[EXERCISE] Convert every one of the items below into a JSON array of strings, one string per line, leaving out any blank lines.

+++ RECORDED INFORMATION

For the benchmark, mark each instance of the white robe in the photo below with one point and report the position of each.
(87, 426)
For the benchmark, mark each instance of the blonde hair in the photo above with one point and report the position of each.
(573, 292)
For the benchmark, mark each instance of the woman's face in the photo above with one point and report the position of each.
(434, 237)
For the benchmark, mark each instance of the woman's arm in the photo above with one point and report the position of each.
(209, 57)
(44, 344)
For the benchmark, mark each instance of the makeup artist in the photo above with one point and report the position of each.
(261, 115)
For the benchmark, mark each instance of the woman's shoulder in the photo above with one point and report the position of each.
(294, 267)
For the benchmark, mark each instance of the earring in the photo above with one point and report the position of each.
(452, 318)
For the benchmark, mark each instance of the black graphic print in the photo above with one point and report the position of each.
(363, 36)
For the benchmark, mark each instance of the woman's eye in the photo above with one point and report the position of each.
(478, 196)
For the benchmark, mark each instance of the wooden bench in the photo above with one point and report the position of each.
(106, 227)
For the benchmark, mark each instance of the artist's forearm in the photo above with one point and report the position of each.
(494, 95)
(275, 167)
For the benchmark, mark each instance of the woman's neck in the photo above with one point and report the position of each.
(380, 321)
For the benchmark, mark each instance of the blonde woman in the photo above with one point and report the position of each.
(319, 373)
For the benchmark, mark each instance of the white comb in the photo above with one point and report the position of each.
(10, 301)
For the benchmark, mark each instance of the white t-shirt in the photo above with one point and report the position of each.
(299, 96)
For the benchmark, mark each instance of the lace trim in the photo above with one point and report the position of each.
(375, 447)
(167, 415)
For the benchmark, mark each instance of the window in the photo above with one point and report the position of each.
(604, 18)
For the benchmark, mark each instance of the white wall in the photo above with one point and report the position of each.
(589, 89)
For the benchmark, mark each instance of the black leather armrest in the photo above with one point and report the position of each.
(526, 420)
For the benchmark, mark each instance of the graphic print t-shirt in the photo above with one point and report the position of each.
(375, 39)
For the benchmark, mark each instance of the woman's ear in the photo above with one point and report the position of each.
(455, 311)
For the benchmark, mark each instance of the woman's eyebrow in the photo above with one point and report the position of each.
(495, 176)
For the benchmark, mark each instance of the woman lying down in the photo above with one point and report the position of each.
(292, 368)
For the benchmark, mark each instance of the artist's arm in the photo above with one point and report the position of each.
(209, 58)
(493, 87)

++++++

[TASK OUTPUT]
[
  "For the benchmark, mark each instance of the white robe in the photo below with one point and report the position of each.",
  "(87, 426)",
  "For the benchmark, mark each instance of the blonde hair in the photo above with one point and report the position of each.",
  "(573, 292)",
  "For the benchmark, mark each instance of the woman's face in the photo above with one point and report the position of each.",
  "(434, 237)",
  "For the benchmark, mark each instance of the woman's arm in the photo above with one point and report the position of each.",
  "(209, 57)",
  "(44, 344)",
  "For the benchmark, mark each instance of the makeup artist in the photo above with one point and report the position of each.",
  "(261, 115)",
  "For the benchmark, mark each instance of the woman's shoulder in the photo above with one point and report the position of each.",
  "(294, 267)",
  "For the benchmark, mark each instance of the earring in the photo above with one point and report the position of each.",
  "(452, 318)",
  "For the benchmark, mark each instance of the black graphic print in the photo above with one point and report the position of each.",
  "(363, 36)",
  "For the benchmark, mark each instance of the woman's eye in the photo above with one point and report the position of each.",
  "(478, 196)",
  "For the benchmark, mark each instance of the wooden bench in the photo above with one point and report the position of each.",
  "(106, 227)",
  "For the benchmark, mark each instance of the artist's forearm in the photo above with one point and report the position of each.",
  "(494, 95)",
  "(275, 167)",
  "For the benchmark, mark each instance of the woman's neck in the photo above with one point and report the position of each.",
  "(380, 321)",
  "For the benchmark, mark each instance of the blonde woman in the photo above with one point and report the position of each.",
  "(319, 373)",
  "For the benchmark, mark each instance of the white comb in the photo above with one point and report the position of each.",
  "(10, 301)",
  "For the benchmark, mark each instance of the white t-shirt in the photo above with one point and report the position of each.",
  "(299, 96)",
  "For the benchmark, mark each instance of the lace trim in the photo above with one point and report the position of each.",
  "(375, 447)",
  "(167, 415)",
  "For the benchmark, mark each instance of the window in the photo above with one point and report the position of each.",
  "(604, 18)",
  "For the benchmark, mark each instance of the white wall in the photo above with one point and report the position of each.",
  "(589, 89)",
  "For the benchmark, mark each instance of the black leather armrest in the photo above with one point and report the position of each.",
  "(526, 420)",
  "For the benchmark, mark each instance of the graphic print t-shirt in the photo above with one point and report the position of each.",
  "(375, 39)",
  "For the benchmark, mark each instance of the woman's ear in the photo above with one point and report the position of each.",
  "(455, 311)",
  "For the benchmark, mark each instance of the woman's eyebrow in the photo above with one point and report the position of each.",
  "(495, 176)",
  "For the benchmark, mark each instance of the woman lying down in the photo above with one point and report the position of each.",
  "(292, 368)",
  "For the benchmark, mark each instance of the artist's arm in the photo above with one point and report the position of each.",
  "(209, 58)",
  "(493, 87)"
]